### [PROBLEM TO SOLVE]
Retype the entries word for word, starting at the beginning and ending with the line that contains "box: [0, 384, 890, 499]", both ends included. Leave the pictures out of your answer.

═══

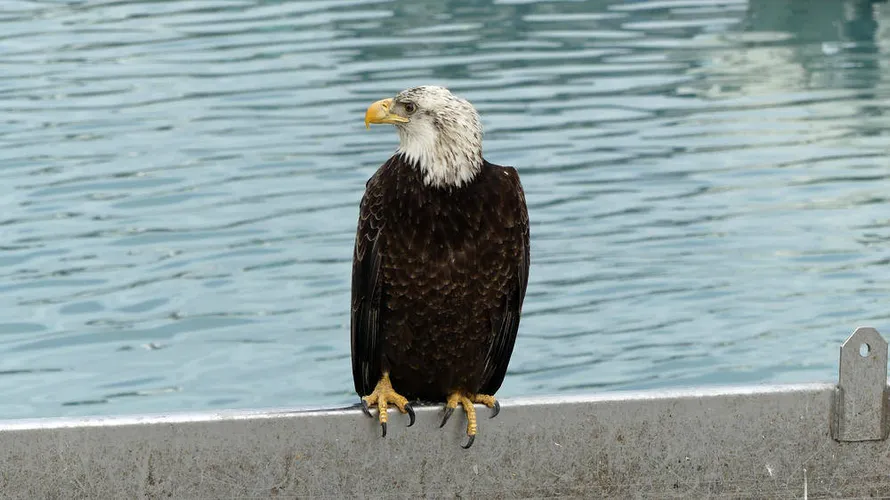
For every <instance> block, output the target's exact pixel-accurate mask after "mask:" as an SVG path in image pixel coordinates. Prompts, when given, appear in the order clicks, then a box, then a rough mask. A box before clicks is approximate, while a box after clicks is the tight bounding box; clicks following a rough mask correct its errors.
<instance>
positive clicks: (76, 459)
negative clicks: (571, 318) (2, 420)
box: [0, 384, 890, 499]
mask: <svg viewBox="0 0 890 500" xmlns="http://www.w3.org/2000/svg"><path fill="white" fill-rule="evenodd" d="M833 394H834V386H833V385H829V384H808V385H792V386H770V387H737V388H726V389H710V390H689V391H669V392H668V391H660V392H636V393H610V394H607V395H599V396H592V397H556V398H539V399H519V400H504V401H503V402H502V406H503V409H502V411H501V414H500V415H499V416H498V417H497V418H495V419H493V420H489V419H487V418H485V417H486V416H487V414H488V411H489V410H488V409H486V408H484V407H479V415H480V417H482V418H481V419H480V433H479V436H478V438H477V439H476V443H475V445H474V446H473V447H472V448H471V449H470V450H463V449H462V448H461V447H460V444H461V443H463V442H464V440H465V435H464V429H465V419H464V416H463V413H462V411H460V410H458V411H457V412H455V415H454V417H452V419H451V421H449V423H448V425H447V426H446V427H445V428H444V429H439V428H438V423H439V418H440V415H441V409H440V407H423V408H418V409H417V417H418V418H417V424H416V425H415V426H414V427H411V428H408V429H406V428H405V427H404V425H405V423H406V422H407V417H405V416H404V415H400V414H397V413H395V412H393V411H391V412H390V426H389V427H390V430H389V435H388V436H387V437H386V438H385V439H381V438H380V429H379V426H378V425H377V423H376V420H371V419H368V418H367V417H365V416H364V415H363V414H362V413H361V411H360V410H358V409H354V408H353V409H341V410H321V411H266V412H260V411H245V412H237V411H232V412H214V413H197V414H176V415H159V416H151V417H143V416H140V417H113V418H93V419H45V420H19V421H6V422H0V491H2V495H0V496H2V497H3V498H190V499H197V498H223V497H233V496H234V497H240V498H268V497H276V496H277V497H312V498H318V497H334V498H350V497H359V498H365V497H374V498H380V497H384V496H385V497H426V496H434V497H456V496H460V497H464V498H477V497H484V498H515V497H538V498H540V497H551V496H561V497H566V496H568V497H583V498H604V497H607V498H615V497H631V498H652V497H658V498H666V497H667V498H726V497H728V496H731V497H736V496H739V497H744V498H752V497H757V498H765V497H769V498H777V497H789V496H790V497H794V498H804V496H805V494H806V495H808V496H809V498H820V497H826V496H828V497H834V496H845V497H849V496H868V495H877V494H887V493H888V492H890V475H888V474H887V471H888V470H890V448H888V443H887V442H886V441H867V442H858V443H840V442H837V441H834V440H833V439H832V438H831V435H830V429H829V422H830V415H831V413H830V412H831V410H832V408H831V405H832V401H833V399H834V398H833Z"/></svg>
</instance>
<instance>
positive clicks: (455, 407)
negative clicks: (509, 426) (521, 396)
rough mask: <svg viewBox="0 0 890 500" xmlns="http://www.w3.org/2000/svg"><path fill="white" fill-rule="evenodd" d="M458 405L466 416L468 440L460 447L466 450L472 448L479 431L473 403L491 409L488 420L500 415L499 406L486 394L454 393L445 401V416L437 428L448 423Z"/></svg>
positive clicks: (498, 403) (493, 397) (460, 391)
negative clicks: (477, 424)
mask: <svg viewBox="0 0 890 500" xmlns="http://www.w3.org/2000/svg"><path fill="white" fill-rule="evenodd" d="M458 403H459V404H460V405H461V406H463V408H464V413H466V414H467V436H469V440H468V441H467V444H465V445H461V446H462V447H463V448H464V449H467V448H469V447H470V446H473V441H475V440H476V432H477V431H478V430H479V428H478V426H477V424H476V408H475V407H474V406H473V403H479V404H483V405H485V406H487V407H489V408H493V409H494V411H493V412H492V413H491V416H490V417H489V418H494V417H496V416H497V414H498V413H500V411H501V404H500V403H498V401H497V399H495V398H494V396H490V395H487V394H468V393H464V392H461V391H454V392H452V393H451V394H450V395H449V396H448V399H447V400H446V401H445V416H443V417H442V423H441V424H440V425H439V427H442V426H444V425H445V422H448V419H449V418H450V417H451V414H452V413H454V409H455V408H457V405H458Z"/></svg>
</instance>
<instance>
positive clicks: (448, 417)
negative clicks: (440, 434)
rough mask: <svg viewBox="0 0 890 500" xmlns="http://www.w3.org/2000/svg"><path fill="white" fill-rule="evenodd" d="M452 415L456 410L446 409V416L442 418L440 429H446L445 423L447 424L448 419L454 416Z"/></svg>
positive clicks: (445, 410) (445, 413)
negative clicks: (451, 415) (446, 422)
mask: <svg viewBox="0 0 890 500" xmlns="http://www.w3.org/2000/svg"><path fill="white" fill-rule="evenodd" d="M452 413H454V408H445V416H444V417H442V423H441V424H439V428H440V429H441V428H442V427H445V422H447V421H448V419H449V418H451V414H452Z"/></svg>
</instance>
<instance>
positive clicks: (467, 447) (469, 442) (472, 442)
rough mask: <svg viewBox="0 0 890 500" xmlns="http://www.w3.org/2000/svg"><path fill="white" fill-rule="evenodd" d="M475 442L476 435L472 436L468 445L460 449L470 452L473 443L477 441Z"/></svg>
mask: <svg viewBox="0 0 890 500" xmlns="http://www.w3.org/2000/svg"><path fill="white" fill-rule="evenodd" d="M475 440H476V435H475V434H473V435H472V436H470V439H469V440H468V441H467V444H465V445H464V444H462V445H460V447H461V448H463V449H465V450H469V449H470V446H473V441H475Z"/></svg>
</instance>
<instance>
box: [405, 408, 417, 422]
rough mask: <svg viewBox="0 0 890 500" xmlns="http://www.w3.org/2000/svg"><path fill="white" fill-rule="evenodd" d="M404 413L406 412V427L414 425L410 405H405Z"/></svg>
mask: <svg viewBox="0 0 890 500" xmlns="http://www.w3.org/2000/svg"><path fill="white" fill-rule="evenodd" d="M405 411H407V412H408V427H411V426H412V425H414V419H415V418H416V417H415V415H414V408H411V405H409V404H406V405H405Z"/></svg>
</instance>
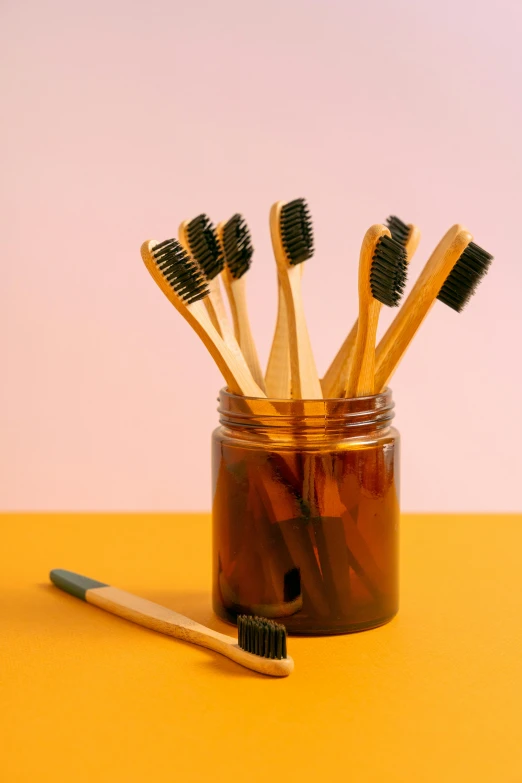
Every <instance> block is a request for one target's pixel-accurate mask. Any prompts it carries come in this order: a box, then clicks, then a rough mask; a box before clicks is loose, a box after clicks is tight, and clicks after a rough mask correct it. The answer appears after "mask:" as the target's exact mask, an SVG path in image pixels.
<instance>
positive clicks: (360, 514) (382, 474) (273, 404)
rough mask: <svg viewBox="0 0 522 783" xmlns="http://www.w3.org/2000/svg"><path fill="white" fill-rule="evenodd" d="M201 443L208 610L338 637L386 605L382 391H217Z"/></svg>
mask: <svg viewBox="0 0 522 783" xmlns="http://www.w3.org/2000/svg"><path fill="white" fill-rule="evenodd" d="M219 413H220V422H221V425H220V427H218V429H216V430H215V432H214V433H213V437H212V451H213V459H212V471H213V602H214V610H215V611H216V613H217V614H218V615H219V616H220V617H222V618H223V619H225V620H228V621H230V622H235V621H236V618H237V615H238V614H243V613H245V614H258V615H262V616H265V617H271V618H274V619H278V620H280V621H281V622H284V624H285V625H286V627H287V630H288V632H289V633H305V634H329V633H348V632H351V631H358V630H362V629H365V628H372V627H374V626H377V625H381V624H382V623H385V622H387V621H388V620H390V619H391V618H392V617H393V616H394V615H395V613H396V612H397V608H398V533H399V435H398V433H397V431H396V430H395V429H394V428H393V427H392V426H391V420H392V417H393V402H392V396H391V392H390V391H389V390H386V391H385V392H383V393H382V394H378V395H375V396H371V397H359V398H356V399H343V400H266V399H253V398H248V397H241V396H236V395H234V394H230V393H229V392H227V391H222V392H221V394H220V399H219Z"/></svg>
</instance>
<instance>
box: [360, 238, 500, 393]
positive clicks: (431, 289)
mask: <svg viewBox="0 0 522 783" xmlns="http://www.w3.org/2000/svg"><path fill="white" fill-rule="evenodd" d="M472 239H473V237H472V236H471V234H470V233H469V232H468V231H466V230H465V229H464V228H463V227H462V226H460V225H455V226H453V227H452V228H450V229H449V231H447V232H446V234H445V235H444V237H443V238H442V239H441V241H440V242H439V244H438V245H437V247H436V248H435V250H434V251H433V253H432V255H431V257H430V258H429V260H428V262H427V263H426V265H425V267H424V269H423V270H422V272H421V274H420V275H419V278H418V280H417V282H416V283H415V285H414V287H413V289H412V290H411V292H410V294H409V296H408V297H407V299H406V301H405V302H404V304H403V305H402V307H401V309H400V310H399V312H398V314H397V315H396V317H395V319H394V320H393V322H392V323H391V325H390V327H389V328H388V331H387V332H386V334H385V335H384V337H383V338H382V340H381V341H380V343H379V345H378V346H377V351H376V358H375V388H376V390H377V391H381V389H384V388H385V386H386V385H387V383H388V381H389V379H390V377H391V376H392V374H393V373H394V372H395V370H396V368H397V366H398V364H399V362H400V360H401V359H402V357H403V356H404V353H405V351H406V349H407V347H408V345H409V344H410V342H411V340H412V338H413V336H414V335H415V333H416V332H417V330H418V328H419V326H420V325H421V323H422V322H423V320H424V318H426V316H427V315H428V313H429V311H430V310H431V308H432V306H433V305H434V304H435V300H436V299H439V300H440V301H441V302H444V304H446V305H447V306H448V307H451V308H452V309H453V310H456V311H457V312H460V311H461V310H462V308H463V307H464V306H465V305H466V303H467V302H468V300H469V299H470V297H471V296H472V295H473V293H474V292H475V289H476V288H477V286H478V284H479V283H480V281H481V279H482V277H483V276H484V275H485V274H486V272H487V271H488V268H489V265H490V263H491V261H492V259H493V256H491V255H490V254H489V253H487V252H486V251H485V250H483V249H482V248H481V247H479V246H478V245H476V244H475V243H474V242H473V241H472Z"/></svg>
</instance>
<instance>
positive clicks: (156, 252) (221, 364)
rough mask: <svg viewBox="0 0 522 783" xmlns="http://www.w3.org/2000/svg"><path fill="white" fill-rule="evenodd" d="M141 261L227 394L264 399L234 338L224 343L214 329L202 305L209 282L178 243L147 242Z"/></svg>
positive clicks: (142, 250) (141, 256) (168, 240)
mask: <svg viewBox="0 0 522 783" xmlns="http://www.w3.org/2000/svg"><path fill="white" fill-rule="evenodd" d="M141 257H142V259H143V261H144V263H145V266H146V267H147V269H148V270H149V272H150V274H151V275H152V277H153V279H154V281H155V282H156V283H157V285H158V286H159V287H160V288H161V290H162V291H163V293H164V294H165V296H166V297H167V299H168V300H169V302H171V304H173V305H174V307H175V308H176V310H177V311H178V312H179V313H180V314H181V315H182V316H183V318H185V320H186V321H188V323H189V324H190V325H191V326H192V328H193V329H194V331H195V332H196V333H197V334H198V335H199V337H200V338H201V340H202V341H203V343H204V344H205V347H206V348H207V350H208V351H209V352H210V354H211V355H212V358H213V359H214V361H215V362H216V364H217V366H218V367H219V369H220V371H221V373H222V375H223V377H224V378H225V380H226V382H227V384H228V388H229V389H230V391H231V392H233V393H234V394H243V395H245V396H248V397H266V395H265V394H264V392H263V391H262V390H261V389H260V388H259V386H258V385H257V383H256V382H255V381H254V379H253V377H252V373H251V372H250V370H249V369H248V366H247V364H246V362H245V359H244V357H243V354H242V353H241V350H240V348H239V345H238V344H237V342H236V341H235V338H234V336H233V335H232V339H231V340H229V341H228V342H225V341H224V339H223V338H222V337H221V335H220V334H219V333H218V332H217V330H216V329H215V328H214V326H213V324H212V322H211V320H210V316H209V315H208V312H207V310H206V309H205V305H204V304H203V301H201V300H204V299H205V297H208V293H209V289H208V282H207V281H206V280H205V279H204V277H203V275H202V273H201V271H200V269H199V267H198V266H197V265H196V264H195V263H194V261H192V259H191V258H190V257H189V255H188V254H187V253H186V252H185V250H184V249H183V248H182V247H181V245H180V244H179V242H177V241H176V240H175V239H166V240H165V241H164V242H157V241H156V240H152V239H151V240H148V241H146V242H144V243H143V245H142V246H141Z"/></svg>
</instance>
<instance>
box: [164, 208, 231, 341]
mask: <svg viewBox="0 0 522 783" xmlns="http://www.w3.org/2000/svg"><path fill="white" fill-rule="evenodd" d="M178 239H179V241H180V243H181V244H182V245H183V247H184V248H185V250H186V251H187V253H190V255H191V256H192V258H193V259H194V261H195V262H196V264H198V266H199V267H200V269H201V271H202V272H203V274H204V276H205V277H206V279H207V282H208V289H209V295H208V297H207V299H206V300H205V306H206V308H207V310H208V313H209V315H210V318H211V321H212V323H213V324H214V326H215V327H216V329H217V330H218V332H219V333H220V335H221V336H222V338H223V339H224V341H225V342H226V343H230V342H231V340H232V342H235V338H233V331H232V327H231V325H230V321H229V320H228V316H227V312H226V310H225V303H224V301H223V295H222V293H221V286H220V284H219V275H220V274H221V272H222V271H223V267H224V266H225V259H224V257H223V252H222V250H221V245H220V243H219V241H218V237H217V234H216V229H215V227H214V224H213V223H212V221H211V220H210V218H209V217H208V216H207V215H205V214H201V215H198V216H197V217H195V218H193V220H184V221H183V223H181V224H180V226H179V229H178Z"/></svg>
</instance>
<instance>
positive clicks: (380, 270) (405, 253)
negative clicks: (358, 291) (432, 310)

═══

### [PROBLEM SOLUTION]
For every <instance> block, output the target's exact pixel-accurate mask after "mask:" as an SVG path in image pixel coordinates. Prompts, when given, appear in the order clicks, then a box, then a rough mask. A box before clicks is approximate, while a box after clicks is the tight bounding box; clicks following a rough mask correct its errors.
<instance>
positive clicks: (76, 459)
negative clicks: (571, 318) (2, 420)
box: [0, 384, 890, 499]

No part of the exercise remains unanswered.